====== THE RECORDS ======
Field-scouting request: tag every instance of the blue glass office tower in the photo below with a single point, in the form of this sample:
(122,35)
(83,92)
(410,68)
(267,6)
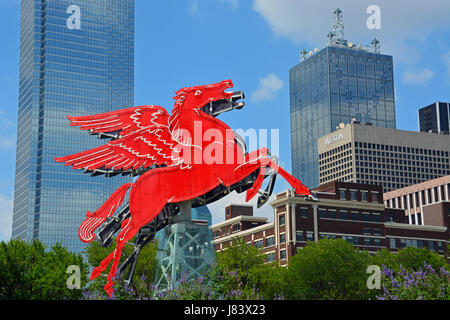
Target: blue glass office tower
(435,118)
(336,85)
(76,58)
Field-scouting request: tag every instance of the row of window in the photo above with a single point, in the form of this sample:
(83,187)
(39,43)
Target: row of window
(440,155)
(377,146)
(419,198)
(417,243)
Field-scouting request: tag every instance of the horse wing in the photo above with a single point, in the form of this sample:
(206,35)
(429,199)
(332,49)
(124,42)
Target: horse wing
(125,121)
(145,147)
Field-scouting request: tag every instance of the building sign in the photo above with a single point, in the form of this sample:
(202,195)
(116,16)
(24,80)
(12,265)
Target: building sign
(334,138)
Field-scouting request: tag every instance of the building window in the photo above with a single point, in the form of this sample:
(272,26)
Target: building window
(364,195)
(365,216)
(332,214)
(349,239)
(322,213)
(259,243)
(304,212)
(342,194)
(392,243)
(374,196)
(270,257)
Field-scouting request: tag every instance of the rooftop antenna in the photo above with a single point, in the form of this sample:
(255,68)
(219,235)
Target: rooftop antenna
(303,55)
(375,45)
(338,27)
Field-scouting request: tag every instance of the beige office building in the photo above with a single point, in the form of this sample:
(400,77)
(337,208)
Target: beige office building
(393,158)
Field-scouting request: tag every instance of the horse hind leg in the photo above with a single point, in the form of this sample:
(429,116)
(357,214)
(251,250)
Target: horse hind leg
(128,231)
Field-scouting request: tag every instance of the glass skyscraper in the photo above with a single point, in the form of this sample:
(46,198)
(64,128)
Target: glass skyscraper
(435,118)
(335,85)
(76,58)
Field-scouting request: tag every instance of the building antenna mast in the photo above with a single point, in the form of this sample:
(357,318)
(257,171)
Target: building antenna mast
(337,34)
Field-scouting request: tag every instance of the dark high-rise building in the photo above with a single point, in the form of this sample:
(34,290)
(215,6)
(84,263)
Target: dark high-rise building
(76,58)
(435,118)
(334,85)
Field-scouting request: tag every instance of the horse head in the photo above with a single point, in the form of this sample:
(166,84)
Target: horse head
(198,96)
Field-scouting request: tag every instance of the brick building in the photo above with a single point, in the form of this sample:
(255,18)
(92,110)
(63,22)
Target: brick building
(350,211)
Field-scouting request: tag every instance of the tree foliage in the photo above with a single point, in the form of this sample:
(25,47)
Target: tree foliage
======
====== THE RECORDS ======
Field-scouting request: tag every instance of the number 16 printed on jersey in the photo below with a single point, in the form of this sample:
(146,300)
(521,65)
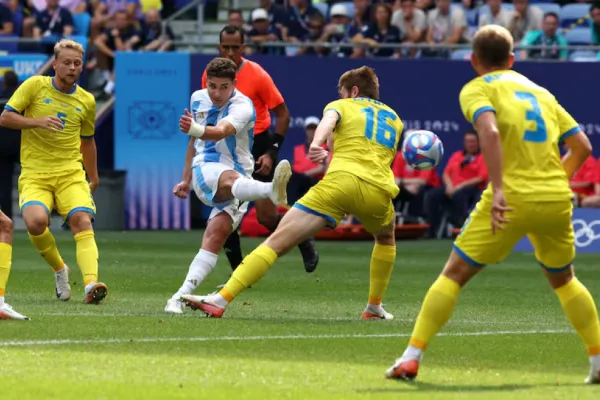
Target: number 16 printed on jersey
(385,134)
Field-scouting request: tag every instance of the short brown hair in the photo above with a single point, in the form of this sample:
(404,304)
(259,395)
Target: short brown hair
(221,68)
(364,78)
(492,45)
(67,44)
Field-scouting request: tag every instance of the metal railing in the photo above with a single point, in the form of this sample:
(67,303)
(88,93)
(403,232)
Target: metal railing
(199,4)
======
What lines above hold the word "foliage"? Pull each one out.

Field-scouting request: tag every instance of the tree foliage in the photo above with a single point, in the form of this sample:
Target: tree foliage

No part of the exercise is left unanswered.